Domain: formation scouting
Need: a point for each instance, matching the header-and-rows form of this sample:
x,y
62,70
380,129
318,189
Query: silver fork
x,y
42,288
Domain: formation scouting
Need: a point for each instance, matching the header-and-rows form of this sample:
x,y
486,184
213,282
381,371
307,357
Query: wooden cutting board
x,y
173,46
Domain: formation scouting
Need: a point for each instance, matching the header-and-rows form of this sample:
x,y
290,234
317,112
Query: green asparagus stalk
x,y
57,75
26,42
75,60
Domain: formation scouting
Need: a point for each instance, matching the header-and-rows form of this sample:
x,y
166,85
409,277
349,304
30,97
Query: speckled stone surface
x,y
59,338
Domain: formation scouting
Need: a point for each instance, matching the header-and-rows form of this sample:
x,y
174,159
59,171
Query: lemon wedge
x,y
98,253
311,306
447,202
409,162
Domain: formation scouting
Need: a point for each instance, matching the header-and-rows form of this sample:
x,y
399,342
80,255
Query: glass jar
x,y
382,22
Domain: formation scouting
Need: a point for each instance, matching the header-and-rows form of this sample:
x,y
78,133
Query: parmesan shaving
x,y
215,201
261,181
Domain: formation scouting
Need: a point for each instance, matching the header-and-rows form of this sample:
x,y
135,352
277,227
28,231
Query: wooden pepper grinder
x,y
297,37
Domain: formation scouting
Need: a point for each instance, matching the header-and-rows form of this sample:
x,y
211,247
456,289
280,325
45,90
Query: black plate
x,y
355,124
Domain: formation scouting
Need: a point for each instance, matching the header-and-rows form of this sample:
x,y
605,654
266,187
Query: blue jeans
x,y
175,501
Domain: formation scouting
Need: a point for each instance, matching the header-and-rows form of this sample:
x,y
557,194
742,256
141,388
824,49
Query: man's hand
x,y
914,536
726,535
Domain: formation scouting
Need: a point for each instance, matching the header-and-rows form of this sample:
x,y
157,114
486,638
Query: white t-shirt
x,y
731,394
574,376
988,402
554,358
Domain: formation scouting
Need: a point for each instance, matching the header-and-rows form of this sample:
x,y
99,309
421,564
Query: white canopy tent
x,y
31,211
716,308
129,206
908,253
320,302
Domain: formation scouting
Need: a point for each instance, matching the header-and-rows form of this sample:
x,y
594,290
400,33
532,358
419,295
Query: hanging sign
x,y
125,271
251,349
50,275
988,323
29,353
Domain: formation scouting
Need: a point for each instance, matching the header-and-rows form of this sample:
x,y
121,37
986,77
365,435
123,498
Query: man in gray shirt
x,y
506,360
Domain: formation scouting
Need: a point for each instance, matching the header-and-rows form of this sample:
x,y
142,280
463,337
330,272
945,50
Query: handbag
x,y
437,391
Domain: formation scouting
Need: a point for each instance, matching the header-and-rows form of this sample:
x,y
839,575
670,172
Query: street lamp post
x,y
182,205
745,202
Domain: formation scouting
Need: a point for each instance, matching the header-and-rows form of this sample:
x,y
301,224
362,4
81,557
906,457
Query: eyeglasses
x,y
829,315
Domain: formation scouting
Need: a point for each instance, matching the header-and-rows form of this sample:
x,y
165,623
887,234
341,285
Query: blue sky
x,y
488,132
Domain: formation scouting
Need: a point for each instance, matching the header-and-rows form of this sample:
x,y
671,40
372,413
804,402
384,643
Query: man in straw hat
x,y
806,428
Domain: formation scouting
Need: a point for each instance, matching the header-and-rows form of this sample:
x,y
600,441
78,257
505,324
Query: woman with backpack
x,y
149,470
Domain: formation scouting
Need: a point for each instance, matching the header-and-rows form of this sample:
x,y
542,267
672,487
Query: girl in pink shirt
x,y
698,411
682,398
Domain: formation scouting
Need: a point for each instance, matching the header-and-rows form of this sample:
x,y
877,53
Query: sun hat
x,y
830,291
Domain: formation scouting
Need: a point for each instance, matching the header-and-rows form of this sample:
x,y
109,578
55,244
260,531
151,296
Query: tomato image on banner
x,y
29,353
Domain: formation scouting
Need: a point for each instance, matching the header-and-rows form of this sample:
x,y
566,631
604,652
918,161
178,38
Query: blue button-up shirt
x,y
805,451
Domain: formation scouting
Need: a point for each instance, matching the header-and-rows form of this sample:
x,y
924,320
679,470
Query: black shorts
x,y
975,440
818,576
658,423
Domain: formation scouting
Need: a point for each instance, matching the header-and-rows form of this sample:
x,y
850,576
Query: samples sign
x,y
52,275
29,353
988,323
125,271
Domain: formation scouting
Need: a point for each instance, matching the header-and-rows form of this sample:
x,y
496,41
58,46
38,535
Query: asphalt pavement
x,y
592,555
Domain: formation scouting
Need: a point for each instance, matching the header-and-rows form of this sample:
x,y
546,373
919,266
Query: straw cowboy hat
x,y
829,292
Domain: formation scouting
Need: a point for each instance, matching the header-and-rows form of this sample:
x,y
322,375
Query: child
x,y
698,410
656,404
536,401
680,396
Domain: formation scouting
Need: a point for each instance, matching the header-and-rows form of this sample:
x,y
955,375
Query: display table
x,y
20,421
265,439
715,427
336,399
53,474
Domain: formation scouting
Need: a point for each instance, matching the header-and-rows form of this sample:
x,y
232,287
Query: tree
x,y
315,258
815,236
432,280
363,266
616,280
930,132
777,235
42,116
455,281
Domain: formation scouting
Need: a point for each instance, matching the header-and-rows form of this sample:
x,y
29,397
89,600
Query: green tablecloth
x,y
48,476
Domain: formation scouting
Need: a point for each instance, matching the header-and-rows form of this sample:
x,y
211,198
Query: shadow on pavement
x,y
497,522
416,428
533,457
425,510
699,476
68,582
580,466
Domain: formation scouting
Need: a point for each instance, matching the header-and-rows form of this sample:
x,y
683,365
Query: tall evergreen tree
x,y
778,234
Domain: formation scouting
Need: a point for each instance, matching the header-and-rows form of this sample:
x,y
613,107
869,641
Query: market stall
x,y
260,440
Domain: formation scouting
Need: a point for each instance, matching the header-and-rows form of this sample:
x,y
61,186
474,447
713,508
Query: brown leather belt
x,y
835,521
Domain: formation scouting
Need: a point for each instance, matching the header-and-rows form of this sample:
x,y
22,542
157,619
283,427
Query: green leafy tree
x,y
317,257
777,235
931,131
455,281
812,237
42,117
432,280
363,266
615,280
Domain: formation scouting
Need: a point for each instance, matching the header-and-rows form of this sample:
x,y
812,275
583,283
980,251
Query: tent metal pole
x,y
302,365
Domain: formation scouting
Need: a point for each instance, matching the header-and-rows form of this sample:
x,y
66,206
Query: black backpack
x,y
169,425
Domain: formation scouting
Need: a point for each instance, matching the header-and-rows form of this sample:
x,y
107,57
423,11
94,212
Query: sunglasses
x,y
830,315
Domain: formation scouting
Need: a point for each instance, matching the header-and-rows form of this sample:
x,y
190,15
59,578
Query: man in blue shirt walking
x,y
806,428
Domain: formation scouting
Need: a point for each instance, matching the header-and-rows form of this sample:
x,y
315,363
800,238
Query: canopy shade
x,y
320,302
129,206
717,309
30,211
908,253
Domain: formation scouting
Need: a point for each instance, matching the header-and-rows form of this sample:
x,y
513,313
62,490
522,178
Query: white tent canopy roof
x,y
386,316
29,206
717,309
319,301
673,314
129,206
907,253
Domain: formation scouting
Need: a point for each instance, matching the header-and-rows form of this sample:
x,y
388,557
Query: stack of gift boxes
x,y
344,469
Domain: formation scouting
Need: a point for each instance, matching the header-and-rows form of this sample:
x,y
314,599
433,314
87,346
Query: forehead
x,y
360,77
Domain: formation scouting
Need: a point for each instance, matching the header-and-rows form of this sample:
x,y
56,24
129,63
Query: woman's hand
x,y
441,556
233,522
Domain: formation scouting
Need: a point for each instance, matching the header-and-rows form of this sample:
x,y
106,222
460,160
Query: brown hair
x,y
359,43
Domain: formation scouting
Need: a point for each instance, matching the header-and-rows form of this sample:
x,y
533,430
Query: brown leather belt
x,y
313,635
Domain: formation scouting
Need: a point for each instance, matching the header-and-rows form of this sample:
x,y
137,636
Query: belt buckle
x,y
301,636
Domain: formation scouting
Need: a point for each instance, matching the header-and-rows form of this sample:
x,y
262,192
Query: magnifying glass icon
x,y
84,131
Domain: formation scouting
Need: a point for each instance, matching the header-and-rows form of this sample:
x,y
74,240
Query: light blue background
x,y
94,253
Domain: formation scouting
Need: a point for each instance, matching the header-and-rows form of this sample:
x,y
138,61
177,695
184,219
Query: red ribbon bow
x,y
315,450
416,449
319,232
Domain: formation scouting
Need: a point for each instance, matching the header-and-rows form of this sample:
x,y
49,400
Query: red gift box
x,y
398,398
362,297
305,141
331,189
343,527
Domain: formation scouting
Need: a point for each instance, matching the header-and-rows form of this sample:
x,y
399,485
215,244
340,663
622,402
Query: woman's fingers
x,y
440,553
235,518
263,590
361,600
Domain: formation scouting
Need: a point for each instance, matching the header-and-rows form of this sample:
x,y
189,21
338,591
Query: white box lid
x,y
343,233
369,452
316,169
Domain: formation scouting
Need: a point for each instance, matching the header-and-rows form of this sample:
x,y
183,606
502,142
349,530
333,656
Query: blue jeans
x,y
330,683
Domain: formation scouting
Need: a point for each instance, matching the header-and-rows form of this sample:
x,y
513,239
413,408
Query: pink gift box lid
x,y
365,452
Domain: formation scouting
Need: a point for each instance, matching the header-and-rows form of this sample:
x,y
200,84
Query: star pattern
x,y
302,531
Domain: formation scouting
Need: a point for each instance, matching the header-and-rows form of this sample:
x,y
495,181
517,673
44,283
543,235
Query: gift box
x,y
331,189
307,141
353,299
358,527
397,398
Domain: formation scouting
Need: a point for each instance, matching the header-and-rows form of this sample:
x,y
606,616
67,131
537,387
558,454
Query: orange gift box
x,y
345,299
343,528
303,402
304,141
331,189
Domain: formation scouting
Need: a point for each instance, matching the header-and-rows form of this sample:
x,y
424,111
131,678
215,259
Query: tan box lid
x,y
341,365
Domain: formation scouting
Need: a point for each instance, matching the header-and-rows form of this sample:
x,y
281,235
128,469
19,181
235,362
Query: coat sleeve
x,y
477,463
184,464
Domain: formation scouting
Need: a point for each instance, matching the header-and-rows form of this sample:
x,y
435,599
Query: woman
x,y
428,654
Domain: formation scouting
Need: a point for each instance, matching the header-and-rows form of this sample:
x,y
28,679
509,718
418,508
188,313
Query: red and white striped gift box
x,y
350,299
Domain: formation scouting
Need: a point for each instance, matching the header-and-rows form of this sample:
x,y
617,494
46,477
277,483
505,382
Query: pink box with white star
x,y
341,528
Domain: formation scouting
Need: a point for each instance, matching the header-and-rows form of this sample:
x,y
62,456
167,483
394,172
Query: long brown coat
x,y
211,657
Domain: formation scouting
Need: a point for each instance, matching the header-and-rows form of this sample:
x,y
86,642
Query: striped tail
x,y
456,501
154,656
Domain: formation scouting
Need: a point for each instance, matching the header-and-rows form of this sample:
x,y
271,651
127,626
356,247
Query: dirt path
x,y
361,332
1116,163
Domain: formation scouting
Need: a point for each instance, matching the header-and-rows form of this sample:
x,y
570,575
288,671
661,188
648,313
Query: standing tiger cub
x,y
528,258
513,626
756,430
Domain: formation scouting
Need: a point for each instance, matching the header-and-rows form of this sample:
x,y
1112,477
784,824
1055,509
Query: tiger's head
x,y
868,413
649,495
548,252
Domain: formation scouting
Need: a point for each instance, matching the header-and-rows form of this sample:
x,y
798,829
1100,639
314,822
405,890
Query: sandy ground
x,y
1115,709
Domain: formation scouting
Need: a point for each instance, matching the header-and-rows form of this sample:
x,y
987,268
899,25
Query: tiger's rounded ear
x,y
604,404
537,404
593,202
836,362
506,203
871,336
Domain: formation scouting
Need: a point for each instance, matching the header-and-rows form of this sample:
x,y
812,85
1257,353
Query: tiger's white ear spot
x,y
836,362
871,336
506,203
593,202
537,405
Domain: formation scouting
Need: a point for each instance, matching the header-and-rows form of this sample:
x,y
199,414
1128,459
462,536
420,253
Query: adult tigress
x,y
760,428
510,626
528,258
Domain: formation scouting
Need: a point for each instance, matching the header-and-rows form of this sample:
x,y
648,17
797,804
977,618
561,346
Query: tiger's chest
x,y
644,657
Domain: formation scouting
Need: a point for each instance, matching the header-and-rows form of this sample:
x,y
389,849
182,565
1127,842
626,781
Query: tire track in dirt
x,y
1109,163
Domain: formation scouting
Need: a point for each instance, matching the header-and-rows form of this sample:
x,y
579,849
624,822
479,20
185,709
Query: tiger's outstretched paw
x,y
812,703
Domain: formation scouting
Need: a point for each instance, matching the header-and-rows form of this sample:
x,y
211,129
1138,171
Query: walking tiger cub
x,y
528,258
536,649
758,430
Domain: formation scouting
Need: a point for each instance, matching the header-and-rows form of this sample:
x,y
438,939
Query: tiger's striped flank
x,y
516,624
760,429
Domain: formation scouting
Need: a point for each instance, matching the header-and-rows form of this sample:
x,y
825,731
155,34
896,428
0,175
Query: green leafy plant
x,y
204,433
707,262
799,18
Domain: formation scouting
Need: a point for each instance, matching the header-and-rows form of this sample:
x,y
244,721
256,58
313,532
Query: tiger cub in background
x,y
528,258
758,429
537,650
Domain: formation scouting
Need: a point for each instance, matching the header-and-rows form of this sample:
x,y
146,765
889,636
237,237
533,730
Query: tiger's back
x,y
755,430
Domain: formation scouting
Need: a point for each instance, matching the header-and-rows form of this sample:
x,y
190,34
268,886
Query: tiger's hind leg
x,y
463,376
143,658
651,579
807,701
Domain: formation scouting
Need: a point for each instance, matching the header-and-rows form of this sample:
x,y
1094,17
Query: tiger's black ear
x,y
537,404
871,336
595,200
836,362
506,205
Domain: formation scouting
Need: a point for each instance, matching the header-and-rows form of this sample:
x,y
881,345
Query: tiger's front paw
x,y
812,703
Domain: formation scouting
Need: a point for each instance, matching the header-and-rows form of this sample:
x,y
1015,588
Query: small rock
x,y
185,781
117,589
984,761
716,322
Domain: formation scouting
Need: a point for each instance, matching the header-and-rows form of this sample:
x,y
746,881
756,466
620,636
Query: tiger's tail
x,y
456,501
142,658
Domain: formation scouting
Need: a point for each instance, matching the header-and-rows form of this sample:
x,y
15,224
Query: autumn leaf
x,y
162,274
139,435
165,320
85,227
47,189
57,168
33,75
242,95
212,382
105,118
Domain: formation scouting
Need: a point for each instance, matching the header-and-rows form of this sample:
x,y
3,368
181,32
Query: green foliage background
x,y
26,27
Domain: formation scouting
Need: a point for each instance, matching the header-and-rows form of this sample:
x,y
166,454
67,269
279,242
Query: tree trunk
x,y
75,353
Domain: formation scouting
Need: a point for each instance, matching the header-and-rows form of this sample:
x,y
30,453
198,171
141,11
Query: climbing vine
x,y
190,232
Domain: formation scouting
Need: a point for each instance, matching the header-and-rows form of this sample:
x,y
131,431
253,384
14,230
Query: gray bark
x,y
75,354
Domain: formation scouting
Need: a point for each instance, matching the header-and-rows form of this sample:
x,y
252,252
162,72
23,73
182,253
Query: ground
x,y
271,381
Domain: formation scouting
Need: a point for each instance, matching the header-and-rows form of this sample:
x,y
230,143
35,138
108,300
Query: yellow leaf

» Exercise brief: State how many lines in the records above contain the word "blue". Reply with the number alone.

» Correct answer: 6